What is required — Leave out the images and repeat the listing below without a single change.

[Dataset excerpts on object pointing]
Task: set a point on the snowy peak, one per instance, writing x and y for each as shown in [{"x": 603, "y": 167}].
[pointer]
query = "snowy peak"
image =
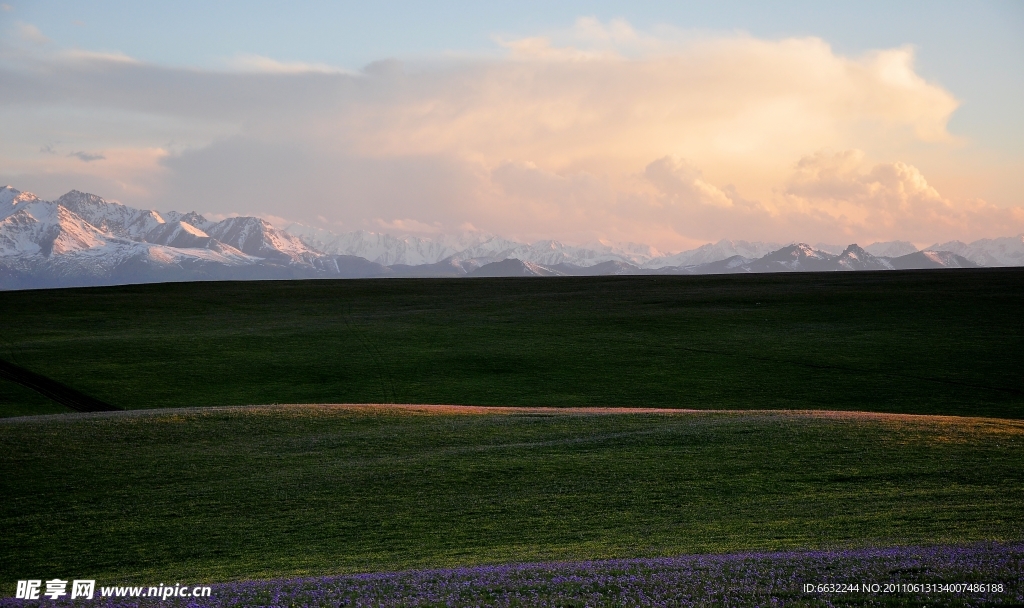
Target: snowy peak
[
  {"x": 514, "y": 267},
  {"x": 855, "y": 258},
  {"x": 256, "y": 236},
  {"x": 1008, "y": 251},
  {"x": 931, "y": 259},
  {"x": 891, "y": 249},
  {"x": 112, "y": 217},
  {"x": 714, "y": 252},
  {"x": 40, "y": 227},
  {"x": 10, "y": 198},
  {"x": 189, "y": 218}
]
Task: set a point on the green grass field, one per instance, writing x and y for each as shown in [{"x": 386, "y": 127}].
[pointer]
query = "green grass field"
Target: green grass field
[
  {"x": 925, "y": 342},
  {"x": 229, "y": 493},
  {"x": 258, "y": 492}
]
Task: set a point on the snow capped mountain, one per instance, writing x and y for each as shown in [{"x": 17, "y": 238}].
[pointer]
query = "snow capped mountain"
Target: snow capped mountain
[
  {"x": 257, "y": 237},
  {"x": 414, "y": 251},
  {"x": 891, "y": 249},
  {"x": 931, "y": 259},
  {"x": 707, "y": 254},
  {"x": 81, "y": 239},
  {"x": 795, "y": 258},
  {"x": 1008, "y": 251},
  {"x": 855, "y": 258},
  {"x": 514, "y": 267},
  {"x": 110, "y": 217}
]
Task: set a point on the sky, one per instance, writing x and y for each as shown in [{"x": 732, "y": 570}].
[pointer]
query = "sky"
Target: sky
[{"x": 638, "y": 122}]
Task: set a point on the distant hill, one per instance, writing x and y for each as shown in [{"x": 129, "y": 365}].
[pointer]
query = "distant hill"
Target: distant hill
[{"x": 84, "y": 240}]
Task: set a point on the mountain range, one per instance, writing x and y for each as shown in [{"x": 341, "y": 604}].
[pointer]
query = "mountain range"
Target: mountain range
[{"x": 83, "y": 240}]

Solution —
Task: set a point on the snowy peak, one per instance, writing x and y for each as shown in [{"x": 603, "y": 167}].
[pointer]
query = "snowy peak"
image =
Target: snowy peak
[
  {"x": 514, "y": 267},
  {"x": 855, "y": 258},
  {"x": 256, "y": 236},
  {"x": 1008, "y": 251},
  {"x": 931, "y": 259},
  {"x": 891, "y": 249},
  {"x": 112, "y": 217},
  {"x": 714, "y": 252},
  {"x": 40, "y": 227},
  {"x": 10, "y": 198},
  {"x": 189, "y": 218}
]
Task: set a point on the green grass field, one per instance, writing x and y for each as shown in [{"x": 386, "y": 127}].
[pointer]
query = "green grass field"
Target: green grass field
[
  {"x": 925, "y": 342},
  {"x": 229, "y": 493},
  {"x": 258, "y": 492}
]
Task: set a point on the snow capped mountain, one per instance, writing x and y for each as shown in [{"x": 17, "y": 238}].
[pointer]
query = "snow capped mountain"
Target: snow capped mountain
[
  {"x": 257, "y": 237},
  {"x": 414, "y": 251},
  {"x": 891, "y": 249},
  {"x": 931, "y": 259},
  {"x": 707, "y": 254},
  {"x": 81, "y": 239},
  {"x": 795, "y": 258},
  {"x": 1008, "y": 251},
  {"x": 855, "y": 258},
  {"x": 514, "y": 267},
  {"x": 110, "y": 217}
]
Task: set a point on the sky, one per instance, writing x and y for each as shown in [{"x": 732, "y": 570}].
[pointer]
query = "sky"
Target: sky
[{"x": 638, "y": 122}]
Task: set a point on the distant hill, one per instance, writing x and y for each as shown in [{"x": 129, "y": 365}].
[pointer]
query = "distant hill"
Target: distant hill
[{"x": 84, "y": 240}]
Task: set a point on the mountain range, one per instance, writing x and y for each as shown in [{"x": 341, "y": 604}].
[pointer]
query = "mountain range"
Target: mountain range
[{"x": 83, "y": 240}]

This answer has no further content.